■ Set exercise:
Can you set down, word for word, the part of the text on the attempted coup starting at "Former members of" and ending at "a Happy Face."?

In April of this year, all of this was threatened. The US had poured 
millions of dollars into “democracy promotion” programs, a euphemism for 
regime change operations. Suddenly and unexpectedly, a cabal of the 
reactionary Catholic Church hierarchy, conservative business 
associations, remnants of the US-sponsored Contras, and students from 
private universities attempted a coup.

Former members of Ortega’s Sandinista Party, who had long ago splintered 
off into political oblivion and drifted to the right, became effective 
propagandists for the opposition. Through inciting violence and the 
skillful use of disinformation in a concerted social media barrage, they 
attempted to achieve by extra-legal means what they could not achieve 
democratically. Imperialism with a Happy Face.

We who live in the “belly of the beast” are constantly bombarded by the 
corporate media, framing the issues (e.g., “humanitarian bombing). Some 
leftish groups and individuals pick up these signals, amplify, and 
rebroadcast them. While they may genuinely believe what they are 
promulgating, there are also rewards such as funding, media coverage, 
hobnobbing with prominent US politicians, and winning awards for 
abhorring the excesses of imperialism while accepting its premises.

■ Available data:
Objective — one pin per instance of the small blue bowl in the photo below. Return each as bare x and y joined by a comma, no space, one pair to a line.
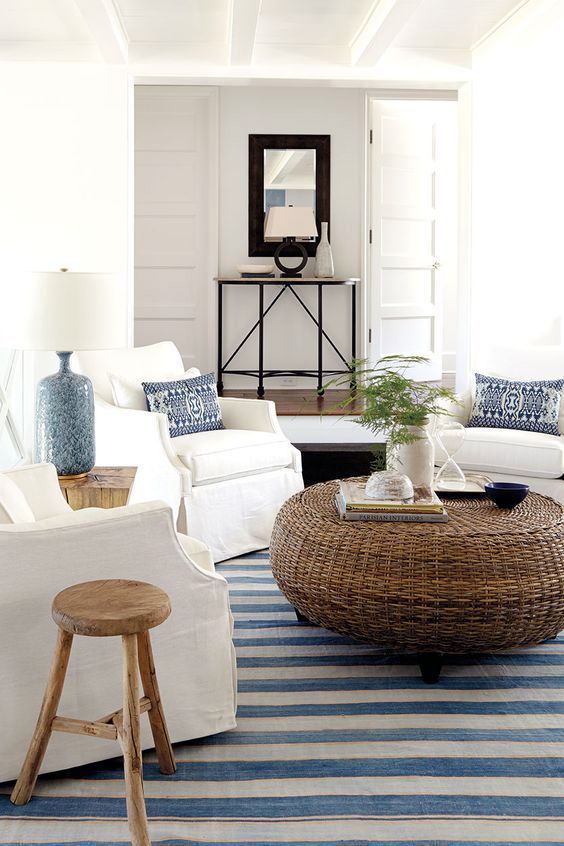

■ Solution to this problem:
Former members of Ortega’s Sandinista Party, who had long ago splintered 
off into political oblivion and drifted to the right, became effective 
propagandists for the opposition. Through inciting violence and the 
skillful use of disinformation in a concerted social media barrage, they 
attempted to achieve by extra-legal means what they could not achieve 
democratically. Imperialism with a Happy Face.